During the last ten years, NMDA has been on the lists for consideration for many important institutional projects including Temporary MOMA Queens, the Art Gallery at Virginia Commonwealth University, Wadsworth Atheneum, Cincinnati Art Museum, New Museum / New York, Carnegie Science Museum, CCTV Beijing, Seattle Art Museum, Jet Propulsion Laboratory Visitors Center & Administration Building, and Eyebeam Museum of Art & Technology.


Neil Denari was born in Fort Worth, Texas and studied at the University of Houston (B Arch 1980) and Harvard University (M Arch 1982). After graduate school, Denari worked as a technical intern in Paris (La Courneuve) for Aerospatiale Helicoptres (now Airbus). In 1983, Denari moved to New York where his work explored the technical and formal impact of technology on architecture. While there, he worked as a senior designer at James Stewart Polshek and Partners, exhibited his speculative work at numerous museums and galleries, and in1986, at 29, was the youngest member of 40 Architects under age 40. Also in 1986, the Cooper Hewitt Museum purchased a drawing by Neil Denari, the first of seven major museums to have his work in their collection. The others include the Museum of Modern Art New York, MOMA San Francisco, the Denver Art Museum, the Heinz-Carnegie Collection in Pittsburgh, the FRAC Center in Orleans, France, and the Museum of Modern Art in Sydney, Australia.

Neil Denari shifted his practice to Los Angeles in 1988 and began Cor-Tex Architecture, which later became Neil M. Denari Architects (NMDA), Inc. in 1998. In the late 1980’s Denari’s work began to achieve international recognition, most notably through his 3rd place finish in the Tokyo International Forum Competition. This launched his now 22 year association with Japan, a country where he has taught and lectured on a regular basis. While teaching at the Shibaura Institute of Technology in 1990, Denari lived for 8 months in Tokyo. His experiences there, like those of Paris, have been a constant reference on phenomena as diverse as urban morphology and fashion design. His first project built in Japan (1996), the Interrupted Projections exhibition space, has now been followed by a series of bank projects for the Mitsubishi Trust Financial Group and other experience economy projects. With NMDA, Denari has focused on a diverse range of design endeavors that look at manifold issues pertaining to architectural speculation.

Since 1986, Denari has had a distinguished career as a teacher. He is a tenured Professor in the Architecture and Urban Design Department at UCLA. He has also taught at Columbia University, the Bartlett, UC Berkeley, Princeton University, and the Harvard GSD.

Neil Denari is the author of two bestselling books, Interrupted Projections (TOTO 1996) and Gyroscopic Horizons (Princeton 1999). In 2002, he was given both the Richard Recchia Award and the Samuel F.B. Morse Medal for architecture from the National Academy of Design in New York for distinguished work in the field. In 2008, Denari received an Academy Award from the American Academy of Arts and Letters and in 2009, he received a Fellowship from the United States Artists organization.

In 2011, he received the Los Angeles AIA Gold Medal. It is the organization’s highest honor for an individual architect. He is a registered architect in New York and California, a member of the American Institute of Architects, and has given more than 230 lectures around the world on his work.

DATASET ROWS ->
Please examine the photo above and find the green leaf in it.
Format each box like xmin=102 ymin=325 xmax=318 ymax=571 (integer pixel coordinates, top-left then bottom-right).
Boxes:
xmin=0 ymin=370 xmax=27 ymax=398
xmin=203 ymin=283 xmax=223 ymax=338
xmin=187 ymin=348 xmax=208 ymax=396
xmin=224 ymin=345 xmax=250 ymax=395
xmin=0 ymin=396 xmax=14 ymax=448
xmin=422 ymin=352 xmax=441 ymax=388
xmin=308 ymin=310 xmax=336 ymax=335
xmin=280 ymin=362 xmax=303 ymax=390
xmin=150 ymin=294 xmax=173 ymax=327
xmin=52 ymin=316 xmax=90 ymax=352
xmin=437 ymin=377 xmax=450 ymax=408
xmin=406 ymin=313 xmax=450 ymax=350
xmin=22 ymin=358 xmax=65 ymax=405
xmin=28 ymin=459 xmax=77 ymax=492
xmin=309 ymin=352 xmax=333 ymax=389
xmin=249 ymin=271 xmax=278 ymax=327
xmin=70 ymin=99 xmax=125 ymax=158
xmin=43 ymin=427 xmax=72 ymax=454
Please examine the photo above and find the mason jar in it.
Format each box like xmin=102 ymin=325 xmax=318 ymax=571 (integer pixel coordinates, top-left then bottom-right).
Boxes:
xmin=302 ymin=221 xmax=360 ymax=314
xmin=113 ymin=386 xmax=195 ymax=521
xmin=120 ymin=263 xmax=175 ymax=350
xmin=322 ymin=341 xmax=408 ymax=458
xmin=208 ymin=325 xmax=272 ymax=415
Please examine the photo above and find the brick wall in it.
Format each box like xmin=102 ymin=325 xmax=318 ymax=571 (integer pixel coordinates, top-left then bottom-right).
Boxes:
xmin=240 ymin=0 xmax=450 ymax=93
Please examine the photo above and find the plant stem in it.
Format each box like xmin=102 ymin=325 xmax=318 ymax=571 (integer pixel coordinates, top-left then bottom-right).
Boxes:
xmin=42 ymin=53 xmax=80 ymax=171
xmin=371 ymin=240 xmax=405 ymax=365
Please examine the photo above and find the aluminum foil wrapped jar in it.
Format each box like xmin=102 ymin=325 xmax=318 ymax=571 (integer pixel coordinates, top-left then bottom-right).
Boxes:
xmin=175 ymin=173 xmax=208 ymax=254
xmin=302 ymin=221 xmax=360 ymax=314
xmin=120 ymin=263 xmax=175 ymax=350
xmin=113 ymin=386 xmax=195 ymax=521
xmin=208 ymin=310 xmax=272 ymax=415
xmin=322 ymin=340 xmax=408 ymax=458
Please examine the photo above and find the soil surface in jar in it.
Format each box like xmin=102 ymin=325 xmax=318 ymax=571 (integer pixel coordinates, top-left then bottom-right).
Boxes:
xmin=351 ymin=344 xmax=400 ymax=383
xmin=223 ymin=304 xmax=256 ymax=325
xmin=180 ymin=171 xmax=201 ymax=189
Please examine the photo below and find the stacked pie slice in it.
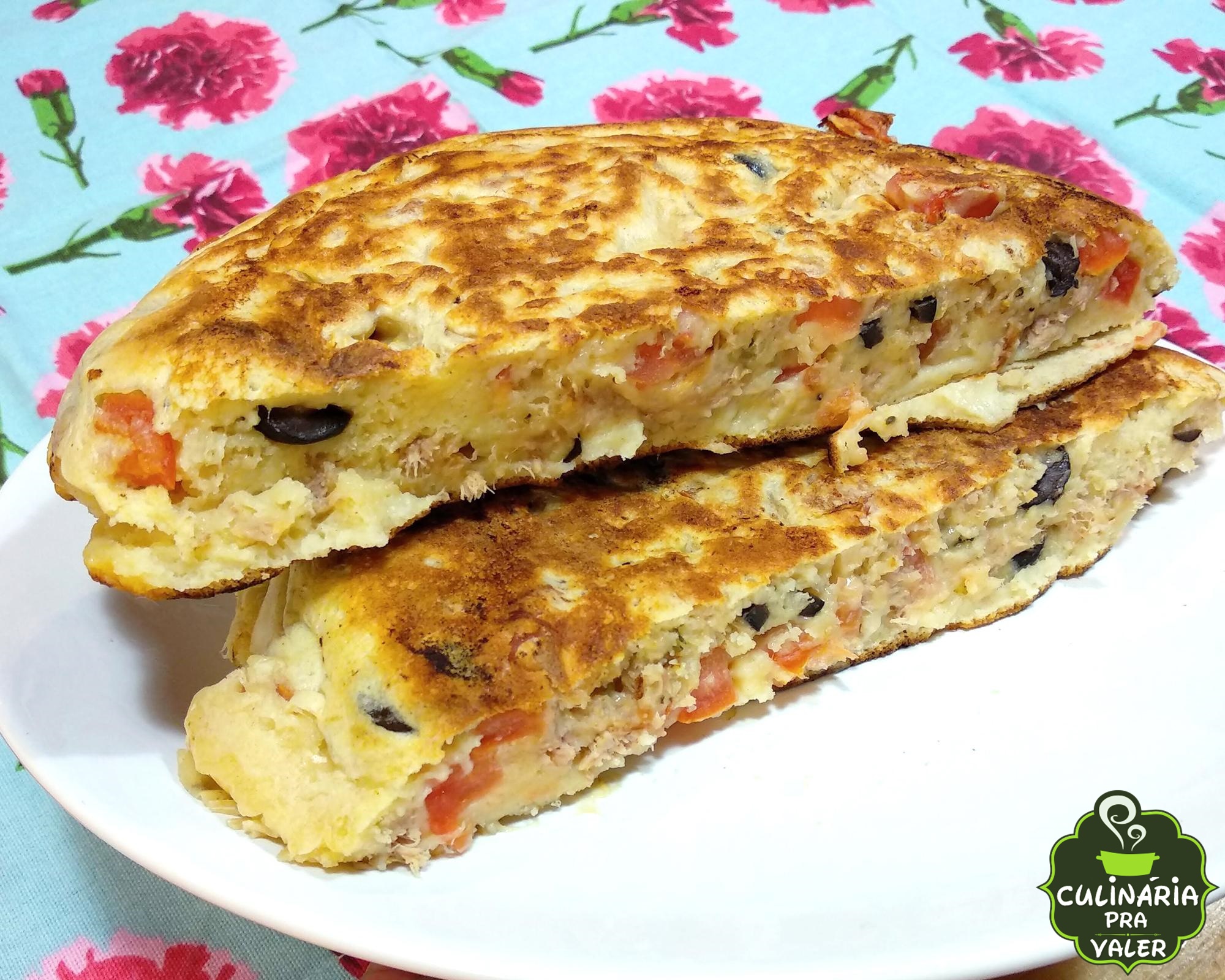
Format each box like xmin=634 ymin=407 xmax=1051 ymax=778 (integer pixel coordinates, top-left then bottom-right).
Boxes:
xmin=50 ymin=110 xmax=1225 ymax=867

GIVEN TASK 1 ->
According to the Neil Denari biography, at which firm did Denari work as a senior designer while in New York?
GIVEN TASK 2 ->
Reproduce the part of the Neil Denari biography between "Neil Denari is" and "States Artists organization.", inclusive.

FULL OUTPUT 1 ->
James Stewart Polshek and Partners

FULL OUTPUT 2 ->
Neil Denari is the author of two bestselling books, Interrupted Projections (TOTO 1996) and Gyroscopic Horizons (Princeton 1999). In 2002, he was given both the Richard Recchia Award and the Samuel F.B. Morse Medal for architecture from the National Academy of Design in New York for distinguished work in the field. In 2008, Denari received an Academy Award from the American Academy of Arts and Letters and in 2009, he received a Fellowship from the United States Artists organization.